### STATED EXERCISE
Pull out every line in the records below that contains the string "query". Case counts.

### SOURCE MATERIAL
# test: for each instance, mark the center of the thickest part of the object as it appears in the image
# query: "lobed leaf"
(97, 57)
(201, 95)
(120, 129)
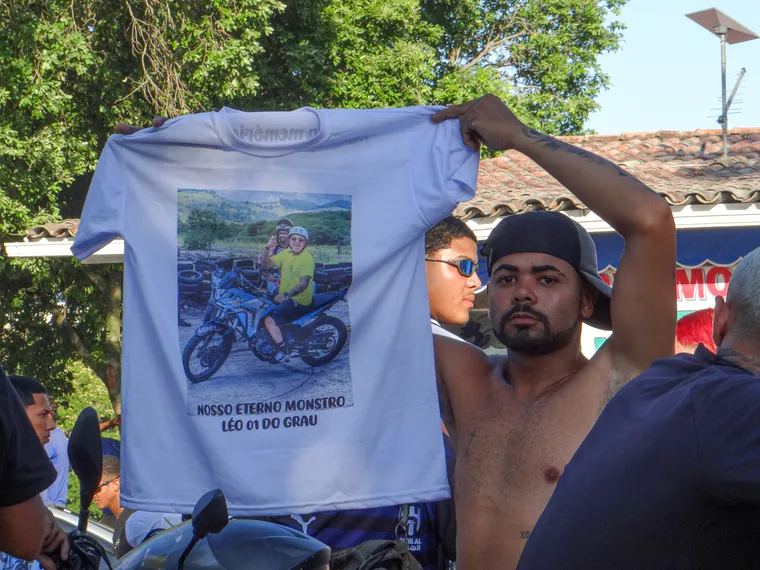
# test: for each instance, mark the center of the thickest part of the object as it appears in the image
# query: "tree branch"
(59, 318)
(489, 47)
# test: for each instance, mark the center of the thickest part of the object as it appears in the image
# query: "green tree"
(70, 69)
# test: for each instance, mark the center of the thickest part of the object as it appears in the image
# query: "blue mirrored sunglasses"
(466, 267)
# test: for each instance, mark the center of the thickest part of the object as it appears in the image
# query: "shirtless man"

### OUTPUT OF THE TASK
# query: "lobed leaf"
# query: "tree branch"
# query: "green tree"
# query: "blue mirrored sunglasses"
# query: "shirtless man"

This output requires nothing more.